## ZESTAW ZADAŃ
[a] Na podstawie tekstu o rosyjskim okresie twórczości Mickiewicza odpowiedz na pytania:
(i) Kogo Mickiewicz poznaje w Rosji?
(ii) O której godzinie, według listu opisującego jego dzień, je obiad?
(iii) Jakie utwory erotyczne o charakterze anakreontycznym wymieniono?
[b] Dopisz dalszy ciąg tekstu o rosyjskim okresie twórczości Mickiewicza. Zacznij od miejsca po jego ostatnim zdaniu.

## DOKUMENT
# # # #

Adam Mickiewicz, Wybór poezyj, tom drugi, oprac. Czesław Zgorzelski.
Twórczość okresu rosyjskiego
Na początku stagnacja w twórczości, niewątpliwie miało to związek ze zmianą otoczenia, gdzie Micek czuł się obco. 22.02./06.03 1826 r. napisał do Odyńca – „Moja muza - długo niema, zaczęła w Odessie ruszać się trochę, ale w tym momencie odebrałem rozkaz wyjazdu. Później kontynuował swoją gadkę. Po wydaniu pierwszego tomu okazało się, że jednak miał coś do powiedzenia. Poznaje Żukowskiego, Puszkina. Adam podejmuje się nawet tłumaczenia dzieł.
W Rosji Mickiewicz balował na salonach. W liście opisywał swój dzień:
„mój dzień każdy idzie równo. Rano czytam, niekiedy – rzadko – piszę, o drugiej lub trzeciej jem obiad albo się ubieram na obiad; jadę na koncert wieczór lub inną zabawę i powracam najczęściej późno.”
To sprzyjało poezji okolicznościowej, anakreontyczno – epigramatycznej. Oprócz tego powstają utwory erotyczne o charakterze anakreontycznym, Do D.D., Dwa słowa, Rozmowa. Wtedy też powstaje wiersz „Niepewność”.

# # # #

## Wpisy kolekcji
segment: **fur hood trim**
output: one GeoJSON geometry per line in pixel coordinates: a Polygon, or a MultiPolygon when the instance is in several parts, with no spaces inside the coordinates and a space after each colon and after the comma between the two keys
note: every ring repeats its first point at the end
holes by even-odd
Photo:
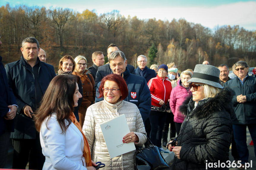
{"type": "Polygon", "coordinates": [[[218,111],[226,111],[231,115],[234,112],[232,103],[233,95],[232,90],[226,87],[214,97],[199,101],[194,110],[195,102],[191,96],[188,96],[180,106],[179,111],[186,116],[195,116],[197,119],[207,117],[218,111]]]}

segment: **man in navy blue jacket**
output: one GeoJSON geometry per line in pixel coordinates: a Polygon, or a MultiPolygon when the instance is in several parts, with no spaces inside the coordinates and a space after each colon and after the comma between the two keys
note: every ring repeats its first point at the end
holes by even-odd
{"type": "MultiPolygon", "coordinates": [[[[0,37],[0,39],[1,37],[0,37]]],[[[0,40],[0,48],[2,42],[0,40]]],[[[3,168],[8,153],[11,132],[14,130],[13,119],[18,109],[17,102],[9,86],[6,73],[0,56],[0,168],[3,168]]]]}
{"type": "Polygon", "coordinates": [[[56,74],[53,66],[39,59],[40,48],[36,38],[26,38],[22,46],[20,59],[6,67],[8,82],[19,107],[14,132],[11,133],[14,149],[12,168],[25,169],[29,161],[30,169],[42,169],[45,157],[32,116],[56,74]]]}
{"type": "Polygon", "coordinates": [[[155,71],[147,67],[147,57],[143,55],[139,56],[137,60],[138,68],[135,69],[136,75],[144,78],[147,82],[152,78],[156,77],[155,71]]]}
{"type": "MultiPolygon", "coordinates": [[[[151,94],[145,78],[131,74],[127,67],[127,60],[121,51],[114,51],[109,57],[109,66],[112,73],[123,77],[126,82],[128,89],[128,95],[124,100],[135,104],[139,110],[143,122],[149,116],[151,109],[151,94]]],[[[99,94],[98,84],[95,102],[103,100],[98,98],[99,94]]],[[[102,90],[101,89],[100,89],[102,90]]]]}
{"type": "MultiPolygon", "coordinates": [[[[108,58],[110,54],[115,51],[120,50],[119,48],[116,45],[111,43],[107,48],[107,56],[108,58]]],[[[127,61],[126,61],[127,62],[127,61]]],[[[127,67],[129,69],[130,73],[136,74],[134,71],[134,67],[130,64],[127,64],[127,67]]],[[[106,64],[104,65],[101,66],[98,68],[98,70],[96,73],[95,78],[95,84],[94,85],[94,88],[96,90],[97,89],[97,86],[99,82],[101,81],[104,77],[111,73],[112,70],[110,68],[109,63],[106,64]]]]}
{"type": "MultiPolygon", "coordinates": [[[[249,162],[247,127],[253,143],[256,143],[256,77],[248,75],[249,66],[245,61],[237,61],[235,68],[236,78],[226,82],[224,87],[229,87],[233,91],[232,101],[235,114],[231,116],[234,138],[242,165],[238,169],[244,169],[245,163],[249,162]]],[[[254,146],[256,156],[255,147],[254,146]]]]}

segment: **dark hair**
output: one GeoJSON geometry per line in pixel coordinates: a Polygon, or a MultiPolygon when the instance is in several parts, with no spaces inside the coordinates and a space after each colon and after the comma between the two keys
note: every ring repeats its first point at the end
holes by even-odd
{"type": "Polygon", "coordinates": [[[229,71],[229,68],[228,68],[228,66],[227,66],[226,64],[220,64],[219,65],[219,66],[218,66],[218,68],[223,67],[224,66],[226,66],[226,67],[227,67],[227,68],[228,69],[228,71],[229,71]]]}
{"type": "Polygon", "coordinates": [[[23,48],[24,47],[24,44],[26,43],[36,43],[36,45],[37,46],[38,50],[39,48],[39,43],[38,43],[38,41],[36,40],[36,39],[34,37],[27,37],[22,41],[22,43],[21,43],[21,47],[23,48]]]}
{"type": "Polygon", "coordinates": [[[74,65],[73,66],[73,68],[72,69],[72,72],[74,71],[75,68],[76,67],[76,62],[75,62],[75,60],[74,60],[73,57],[72,57],[72,56],[70,55],[64,56],[61,59],[61,60],[60,60],[60,62],[59,63],[59,69],[62,69],[61,68],[61,65],[63,64],[63,62],[66,60],[67,60],[69,59],[71,60],[72,61],[72,62],[73,63],[73,65],[74,65]]]}
{"type": "Polygon", "coordinates": [[[235,68],[237,66],[241,66],[245,67],[249,67],[249,65],[246,61],[240,61],[235,63],[235,68]]]}
{"type": "Polygon", "coordinates": [[[128,88],[125,80],[122,77],[116,74],[110,74],[105,76],[102,79],[101,82],[100,87],[99,88],[99,91],[100,92],[100,97],[99,98],[104,96],[104,92],[102,88],[104,87],[105,82],[107,80],[113,81],[116,82],[120,89],[119,90],[121,92],[122,96],[120,99],[120,100],[123,100],[127,97],[128,95],[128,88]]]}
{"type": "Polygon", "coordinates": [[[96,59],[98,56],[98,55],[101,55],[103,54],[103,52],[101,51],[95,51],[95,52],[93,53],[92,54],[92,60],[93,61],[93,59],[96,59]]]}
{"type": "Polygon", "coordinates": [[[36,130],[40,132],[45,119],[55,113],[62,132],[66,132],[71,123],[69,118],[74,111],[74,95],[79,80],[77,76],[67,74],[57,76],[52,80],[34,116],[36,130]]]}
{"type": "Polygon", "coordinates": [[[118,49],[118,50],[120,50],[120,49],[118,47],[118,46],[117,46],[115,44],[113,44],[113,43],[111,43],[111,44],[110,44],[109,45],[109,46],[108,46],[108,48],[107,48],[107,54],[108,54],[108,50],[109,49],[109,47],[116,47],[118,49]]]}

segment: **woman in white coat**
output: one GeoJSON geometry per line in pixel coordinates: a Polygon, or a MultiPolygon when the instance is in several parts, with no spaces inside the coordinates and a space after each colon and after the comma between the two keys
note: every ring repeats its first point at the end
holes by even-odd
{"type": "Polygon", "coordinates": [[[45,156],[43,170],[96,169],[87,140],[73,113],[82,97],[79,80],[73,75],[55,77],[34,116],[45,156]]]}
{"type": "Polygon", "coordinates": [[[100,97],[104,96],[104,100],[88,108],[83,126],[92,160],[106,164],[101,170],[133,170],[135,150],[111,158],[100,124],[124,114],[131,132],[120,140],[123,143],[133,143],[142,146],[147,137],[139,111],[135,104],[123,100],[128,91],[125,81],[121,76],[114,74],[106,76],[102,79],[99,89],[100,97]]]}

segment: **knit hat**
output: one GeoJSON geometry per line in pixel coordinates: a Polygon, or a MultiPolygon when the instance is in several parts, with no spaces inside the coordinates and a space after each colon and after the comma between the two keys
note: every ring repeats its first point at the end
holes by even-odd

# # # #

## ODPOWIEDZI DO ĆWICZEŃ
[a]
(i) Żukowskiego i Puszkina.
(ii) O drugiej lub trzeciej.
(iii) „Do D.D.”, „Dwa słowa” i „Rozmowa”.

[b]
Sonety odeskie – zaczynają się cytatem z Petrarki - „Kiedy byłem po części innym człowiekiem, niż jestem”. Galeria kochanek osoby mówiącej w wierszu (proszę nie wspominać o podmiocie!)
Możliwości odczytań:
Od sentymentalnego sonetu, poprzez niepokój sumienia, zgryzoty przypomnień, do namiętnych wzburzeń, oskarżeń przeciw niegodnej kochance.
Od konfliktów („Nie dbam, że los i ludzie przeciwko nam stoją”). Od sonetu „Rezygnacja” sytuacja ulega zmianie, znika petrerkowskie złudzenie, a na scenę wchodzi bayronowski bohater. Kilka sonetów dalej zachodzi kolejna przemiana – staje się bohaterem salonowym.
Rozwój miłości, do wyrzutów sumienia, ogromny żal, cierpienie duchowe.
Poeta posługuje się: monologiem, dialogiem, opowiadaniem.
Sonety krymskie – atmosfera niezwykłości (orientalizm), podniosły ton. Kubacki mówi:
„poetę zajmują tylko wielkie zjawiska i wielkie ruiny, poszukuje myśli tylko wyjątkowo podniosłych”. Hiperboliczność stylu, Mirza spełnia rolę nauczyciela, przewodnika. Pielgrzym jedynie słucha, to Mirza naprowadza jego myśli ku metafizyce. Zan rzekł, że są: „ prawdziwą historią serca poety”. Z jednej strony Pielgrzym poznaje obce kraje, podziwia ich piękno, a z drugiej tęskni za Litwą (co zostało już podkreślone w 1. sonecie). Jego wędrówka ma wymiar metafizyczny, chce się czegoś dowiedzieć o rzeczach, których nawet nie potrafimy nazwać. Harmonia pierwiastków wyobraźni oraz uczucia (tęsknoty). Mickiewicz ujawnia przejawy swego życia wewnętrznego poprzez opis.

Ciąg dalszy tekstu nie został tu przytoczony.